TEXT SHOWN:
Trump Envoy Says Iran Must Give Up Nuclear Enrichment Capability

Steve Witkoff, President Trump’s chief Iran negotiator, offered the clearest outlines of the administration’s position in talks over Tehran’s nuclear program.

President Trump’s chief Iran negotiator said on Sunday that Tehran must give up all enrichment of nuclear fuel in any deal over the fate of the country’s nuclear program, a demand that was swiftly rejected by his Iranian counterpart in the talks.

Mr. Trump’s envoy, Steve Witkoff, told ABC’s “This Week” that enrichment was “one very, very clear red line” for the administration, the most direct statement yet from the White House that it would not permit Iran the capability to produce enriched uranium, even for the nuclear power plants it says it wants to build.

“We cannot have that because enrichment enables weaponization, and we will not allow a bomb to get here,” Mr. Witkoff said.

Within a few hours, Iran’s foreign minister, Abbas Araghchi, dismissed Mr. Witkoff’s demand, accusing him of trying to negotiate the deal in public and repeating Iran’s long-running argument that it will never give up its right to enrichment under the Nuclear Nonproliferation Treaty. Iran is a signatory to the 1970 treaty, though the U.S. and Israel contend it has manipulated its provisions to become a “threshold” nuclear state, enriching fuel to just below the purity needed to produce a nuclear weapon.

“If the U.S. is interested in ensuring that Iran will not have nuclear weapons, a deal is within reach,” Mr. Araghchi wrote in a social media post. He added, “Enrichment in Iran, however, will continue with or without a deal.”

Members of the administration, including Mr. Trump himself, have for weeks been vague about whether they would agree to a deal in which Iran would be permitted any capability to produce enriched uranium — even for ostensibly commercial purposes. In 2018, when Mr. Trump pulled out of the Obama administration’s 2015 nuclear deal with Iran, he argued that the previous administration had created what he called a “disaster” by allowing Iran to retain modest enrichment capabilities. Iran subsequently ramped up its operations to produce fuel that is near weapons grade.

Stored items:

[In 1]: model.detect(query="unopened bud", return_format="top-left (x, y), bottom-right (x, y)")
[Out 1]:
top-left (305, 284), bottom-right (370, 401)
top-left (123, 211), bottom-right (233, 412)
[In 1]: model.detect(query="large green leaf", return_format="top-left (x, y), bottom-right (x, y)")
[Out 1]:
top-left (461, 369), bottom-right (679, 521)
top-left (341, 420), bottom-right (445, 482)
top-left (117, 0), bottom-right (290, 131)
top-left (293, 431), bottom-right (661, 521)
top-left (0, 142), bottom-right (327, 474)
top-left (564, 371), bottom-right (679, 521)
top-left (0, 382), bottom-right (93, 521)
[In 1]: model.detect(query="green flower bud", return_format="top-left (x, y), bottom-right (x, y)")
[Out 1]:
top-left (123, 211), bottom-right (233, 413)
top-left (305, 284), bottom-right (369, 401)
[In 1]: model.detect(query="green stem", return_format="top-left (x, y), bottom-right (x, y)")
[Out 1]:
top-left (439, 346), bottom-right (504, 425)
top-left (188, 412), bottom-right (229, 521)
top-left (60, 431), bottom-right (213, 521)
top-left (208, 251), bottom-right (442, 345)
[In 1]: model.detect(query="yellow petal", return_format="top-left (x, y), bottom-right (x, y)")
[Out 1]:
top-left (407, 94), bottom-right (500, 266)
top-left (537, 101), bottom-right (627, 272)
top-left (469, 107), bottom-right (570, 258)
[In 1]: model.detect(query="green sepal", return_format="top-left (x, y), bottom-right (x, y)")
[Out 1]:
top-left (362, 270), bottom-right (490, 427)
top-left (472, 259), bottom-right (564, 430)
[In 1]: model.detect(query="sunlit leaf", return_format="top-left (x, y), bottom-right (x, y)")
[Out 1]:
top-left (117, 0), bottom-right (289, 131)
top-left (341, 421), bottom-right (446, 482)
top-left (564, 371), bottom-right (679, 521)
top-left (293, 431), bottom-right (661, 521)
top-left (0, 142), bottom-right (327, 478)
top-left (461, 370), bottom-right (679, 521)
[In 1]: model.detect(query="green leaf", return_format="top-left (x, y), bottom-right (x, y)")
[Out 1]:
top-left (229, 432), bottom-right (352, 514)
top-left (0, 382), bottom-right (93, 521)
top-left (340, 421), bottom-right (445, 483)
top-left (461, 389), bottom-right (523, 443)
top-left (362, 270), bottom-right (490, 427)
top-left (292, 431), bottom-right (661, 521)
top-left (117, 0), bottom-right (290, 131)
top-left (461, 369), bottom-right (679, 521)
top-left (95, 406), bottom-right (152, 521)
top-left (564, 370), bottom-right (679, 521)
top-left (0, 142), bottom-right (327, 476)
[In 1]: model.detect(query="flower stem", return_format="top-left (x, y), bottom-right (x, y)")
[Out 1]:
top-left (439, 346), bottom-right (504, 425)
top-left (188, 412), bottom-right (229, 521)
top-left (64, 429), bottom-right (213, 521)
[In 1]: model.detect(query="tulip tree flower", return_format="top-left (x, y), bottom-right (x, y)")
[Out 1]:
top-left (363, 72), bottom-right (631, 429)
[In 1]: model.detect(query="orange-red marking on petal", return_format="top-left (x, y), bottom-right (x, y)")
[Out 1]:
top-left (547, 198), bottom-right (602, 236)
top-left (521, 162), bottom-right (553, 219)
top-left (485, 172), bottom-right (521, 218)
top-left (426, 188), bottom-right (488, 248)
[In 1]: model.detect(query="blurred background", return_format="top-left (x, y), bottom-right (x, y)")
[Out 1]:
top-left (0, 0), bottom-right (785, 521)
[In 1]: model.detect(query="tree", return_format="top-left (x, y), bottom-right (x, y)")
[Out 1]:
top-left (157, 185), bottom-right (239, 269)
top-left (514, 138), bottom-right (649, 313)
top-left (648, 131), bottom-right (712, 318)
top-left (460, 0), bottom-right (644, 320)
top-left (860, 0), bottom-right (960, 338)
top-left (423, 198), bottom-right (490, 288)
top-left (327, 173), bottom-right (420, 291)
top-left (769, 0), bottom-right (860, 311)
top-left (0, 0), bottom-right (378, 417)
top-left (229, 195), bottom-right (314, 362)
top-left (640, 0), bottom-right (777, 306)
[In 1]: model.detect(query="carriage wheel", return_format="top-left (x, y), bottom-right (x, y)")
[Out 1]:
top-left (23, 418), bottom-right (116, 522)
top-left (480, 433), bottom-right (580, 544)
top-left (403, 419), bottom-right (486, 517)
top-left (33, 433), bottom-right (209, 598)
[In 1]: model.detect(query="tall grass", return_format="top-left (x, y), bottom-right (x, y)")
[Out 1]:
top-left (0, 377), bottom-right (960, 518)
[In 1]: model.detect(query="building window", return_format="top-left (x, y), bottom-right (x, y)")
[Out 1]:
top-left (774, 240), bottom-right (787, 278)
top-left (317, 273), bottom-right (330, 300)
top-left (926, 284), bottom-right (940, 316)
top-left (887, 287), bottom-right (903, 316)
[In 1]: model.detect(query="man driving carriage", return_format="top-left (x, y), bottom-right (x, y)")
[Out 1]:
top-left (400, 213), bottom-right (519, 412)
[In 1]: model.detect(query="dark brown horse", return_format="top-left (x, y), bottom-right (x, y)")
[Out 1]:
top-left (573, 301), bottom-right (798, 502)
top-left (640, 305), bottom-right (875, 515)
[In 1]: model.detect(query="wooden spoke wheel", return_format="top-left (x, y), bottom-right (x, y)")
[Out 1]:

WHAT TO WORK ON: According to the article on Iran's nuclear talks, which treaty does Iran say guarantees its right to enrichment?

PROBLEM SOLUTION: The Nuclear Nonproliferation Treaty.